◆ WHAT TO WORK ON
**1)** In the passage on student motivation, what are the two biggest things when it comes to motivation?
**2)** List every line of the rows that contains the word "dark".

◆ EXTRACT TO READ

What can we do about it?
First tip: nobody is positively motivated by compliance. Some of our students will be motivated by a fear of failure, but is that really the motivation we want to be teaching? Creativity is key when it comes to passion. Teachers are no different. Hand them a curriculum and watch their passion dwindle and die. Let them be creative, and they will love their job again.
The two biggest things when it comes to motivation are choice and real-life application. It will take time for it to work, though. Students aren't used to getting the opportunity to choose something they are passionate about. They need that time. The same way you would scaffold anything else, some students will need scaffolding to help them learn to identify what they're passionate about.
I'm not saying give up tests or in-class writing. They still have value for gathering quick data. I'm saying that students won't ever do that once they are out of our education system. (Okay, so teachers have to take tests for their license, but we all know those are just hoops to jump through so we can give our offering to the Pearson god. Did I say that out loud?) Stop emphasizing compliance; start emphasizing creativity. Otherwise, stop complaining about a lack of motivation.
4. Collaborative skills
Sometimes I love watching what happens when students have to start a group project. It's like this beautiful chaos where students have to remember what it's like to communicate without a screen. After about five minutes, reality starts to set in. They aren't getting anything done!

◆ EXERCISE MATERIAL
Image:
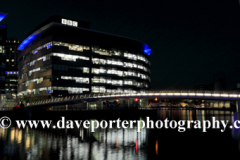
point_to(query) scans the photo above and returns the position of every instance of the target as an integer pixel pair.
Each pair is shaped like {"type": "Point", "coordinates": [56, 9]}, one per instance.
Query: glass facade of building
{"type": "Point", "coordinates": [59, 59]}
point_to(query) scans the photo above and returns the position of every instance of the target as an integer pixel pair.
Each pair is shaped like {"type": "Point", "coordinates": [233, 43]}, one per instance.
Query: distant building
{"type": "Point", "coordinates": [3, 37]}
{"type": "Point", "coordinates": [64, 57]}
{"type": "Point", "coordinates": [206, 87]}
{"type": "Point", "coordinates": [11, 72]}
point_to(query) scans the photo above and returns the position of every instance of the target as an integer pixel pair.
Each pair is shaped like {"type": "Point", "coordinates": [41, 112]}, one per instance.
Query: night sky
{"type": "Point", "coordinates": [191, 40]}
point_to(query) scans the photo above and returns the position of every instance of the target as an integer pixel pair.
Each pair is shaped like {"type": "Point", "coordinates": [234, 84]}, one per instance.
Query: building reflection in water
{"type": "Point", "coordinates": [77, 144]}
{"type": "Point", "coordinates": [104, 143]}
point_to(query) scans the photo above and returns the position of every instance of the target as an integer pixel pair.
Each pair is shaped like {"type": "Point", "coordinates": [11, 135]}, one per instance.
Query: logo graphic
{"type": "Point", "coordinates": [5, 122]}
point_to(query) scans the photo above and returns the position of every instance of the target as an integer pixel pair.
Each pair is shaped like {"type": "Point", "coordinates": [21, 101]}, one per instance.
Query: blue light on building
{"type": "Point", "coordinates": [146, 49]}
{"type": "Point", "coordinates": [2, 16]}
{"type": "Point", "coordinates": [26, 42]}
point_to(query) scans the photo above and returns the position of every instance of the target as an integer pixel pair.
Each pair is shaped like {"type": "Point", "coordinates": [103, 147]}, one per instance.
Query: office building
{"type": "Point", "coordinates": [3, 37]}
{"type": "Point", "coordinates": [64, 57]}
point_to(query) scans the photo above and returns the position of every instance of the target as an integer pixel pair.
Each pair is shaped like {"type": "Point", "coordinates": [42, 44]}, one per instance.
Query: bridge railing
{"type": "Point", "coordinates": [163, 93]}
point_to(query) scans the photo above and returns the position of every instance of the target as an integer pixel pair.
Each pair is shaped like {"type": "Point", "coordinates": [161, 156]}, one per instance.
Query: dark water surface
{"type": "Point", "coordinates": [118, 144]}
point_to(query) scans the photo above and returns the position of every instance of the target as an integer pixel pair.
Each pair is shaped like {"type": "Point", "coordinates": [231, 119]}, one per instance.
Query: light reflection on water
{"type": "Point", "coordinates": [108, 144]}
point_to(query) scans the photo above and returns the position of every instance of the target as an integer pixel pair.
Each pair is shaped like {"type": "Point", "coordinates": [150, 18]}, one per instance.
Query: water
{"type": "Point", "coordinates": [117, 144]}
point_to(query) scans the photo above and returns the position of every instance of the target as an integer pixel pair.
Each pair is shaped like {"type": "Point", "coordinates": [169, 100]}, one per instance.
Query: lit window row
{"type": "Point", "coordinates": [119, 73]}
{"type": "Point", "coordinates": [68, 57]}
{"type": "Point", "coordinates": [47, 45]}
{"type": "Point", "coordinates": [118, 53]}
{"type": "Point", "coordinates": [38, 80]}
{"type": "Point", "coordinates": [65, 57]}
{"type": "Point", "coordinates": [106, 52]}
{"type": "Point", "coordinates": [71, 90]}
{"type": "Point", "coordinates": [33, 70]}
{"type": "Point", "coordinates": [11, 72]}
{"type": "Point", "coordinates": [77, 79]}
{"type": "Point", "coordinates": [119, 63]}
{"type": "Point", "coordinates": [136, 57]}
{"type": "Point", "coordinates": [118, 82]}
{"type": "Point", "coordinates": [73, 47]}
{"type": "Point", "coordinates": [102, 89]}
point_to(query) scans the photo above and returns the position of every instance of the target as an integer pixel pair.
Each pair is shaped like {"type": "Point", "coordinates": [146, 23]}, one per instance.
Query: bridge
{"type": "Point", "coordinates": [202, 95]}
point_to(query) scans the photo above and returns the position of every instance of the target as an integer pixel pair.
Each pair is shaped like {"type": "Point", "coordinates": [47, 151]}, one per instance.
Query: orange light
{"type": "Point", "coordinates": [136, 146]}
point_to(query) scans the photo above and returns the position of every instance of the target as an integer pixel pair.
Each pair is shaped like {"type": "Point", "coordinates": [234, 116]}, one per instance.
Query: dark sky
{"type": "Point", "coordinates": [191, 40]}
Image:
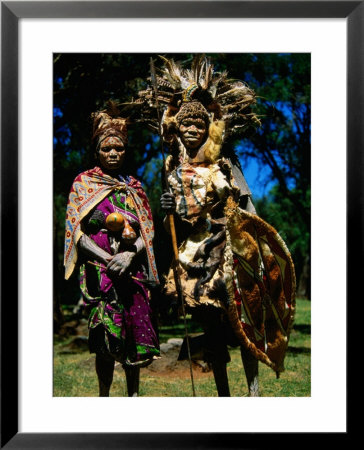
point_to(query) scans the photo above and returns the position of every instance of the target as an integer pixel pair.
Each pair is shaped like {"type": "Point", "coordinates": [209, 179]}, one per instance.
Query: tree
{"type": "Point", "coordinates": [84, 82]}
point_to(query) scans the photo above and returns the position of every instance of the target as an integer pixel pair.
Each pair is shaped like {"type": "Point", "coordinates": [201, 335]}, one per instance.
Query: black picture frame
{"type": "Point", "coordinates": [11, 12]}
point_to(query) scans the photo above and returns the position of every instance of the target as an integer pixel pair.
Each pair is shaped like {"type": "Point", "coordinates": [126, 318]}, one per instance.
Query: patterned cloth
{"type": "Point", "coordinates": [120, 315]}
{"type": "Point", "coordinates": [246, 275]}
{"type": "Point", "coordinates": [88, 189]}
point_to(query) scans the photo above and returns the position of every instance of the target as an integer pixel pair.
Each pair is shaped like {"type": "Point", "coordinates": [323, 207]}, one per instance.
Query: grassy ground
{"type": "Point", "coordinates": [74, 372]}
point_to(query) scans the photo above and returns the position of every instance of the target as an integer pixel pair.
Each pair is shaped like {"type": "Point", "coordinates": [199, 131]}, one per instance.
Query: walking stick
{"type": "Point", "coordinates": [172, 227]}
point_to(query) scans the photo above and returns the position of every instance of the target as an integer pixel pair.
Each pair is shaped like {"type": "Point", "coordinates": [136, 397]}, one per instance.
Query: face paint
{"type": "Point", "coordinates": [193, 132]}
{"type": "Point", "coordinates": [111, 153]}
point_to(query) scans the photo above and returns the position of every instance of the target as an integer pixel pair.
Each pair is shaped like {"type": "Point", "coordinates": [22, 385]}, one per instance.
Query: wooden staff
{"type": "Point", "coordinates": [172, 227]}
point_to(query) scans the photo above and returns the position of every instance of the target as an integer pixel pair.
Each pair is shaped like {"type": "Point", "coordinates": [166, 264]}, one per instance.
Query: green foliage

◆ FINAL RESULTS
**1)** Choice and real-life application.

**2)**
Query: dark water surface
Query: dark sky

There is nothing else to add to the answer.